-- SOURCE TEXT --
*** Block opens ***

That suggests a genetic trade-off, with nature selecting for factors in addition to fertility and attractiveness. One possibility, Cashdan argues, is that extra doses of the stress hormone cortisol and male hormones known as androgens helped our hunter-gatherer foremothers cope in an environment where they had to sidestep poisonous snakes and went to sleep to the serenade of leopards growling. Those same belly-boosting hormones may even help modern women face stressful situations, she says.

More here






Some health myths

WHAT if someone told you turkey doesn't make you tired, or that your nails really don't keep growing after you die? The answer: Check out the British medical journal BMJ, which last month published a list of health myths. It was the journal's second study into health-related myths that even many doctors believe.

Dr Laura Mosqueda, medical director of the UC Irvine Senior Health Centre in the US, said after reading the myths the most important message was not related to the medical beliefs at all: "We are susceptible to believing unproven concepts if they are repeated often enough by 'experts' - be they real, self-perceived or self-proclaimed."

*** Block closes ***

Extract, word for word, the portion of the passage between "WHAT if someone" and "many doctors believe.", inclusive.

-- GIVEN RECORDS --
*** Block opens ***

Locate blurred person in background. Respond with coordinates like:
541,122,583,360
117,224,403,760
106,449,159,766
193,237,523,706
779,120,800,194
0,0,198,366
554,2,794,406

*** Block closes ***

-- RESPONSE TO THE TASK --
WHAT if someone told you turkey doesn't make you tired, or that your nails really don't keep growing after you die? The answer: Check out the British medical journal BMJ, which last month published a list of health myths. It was the journal's second study into health-related myths that even many doctors believe.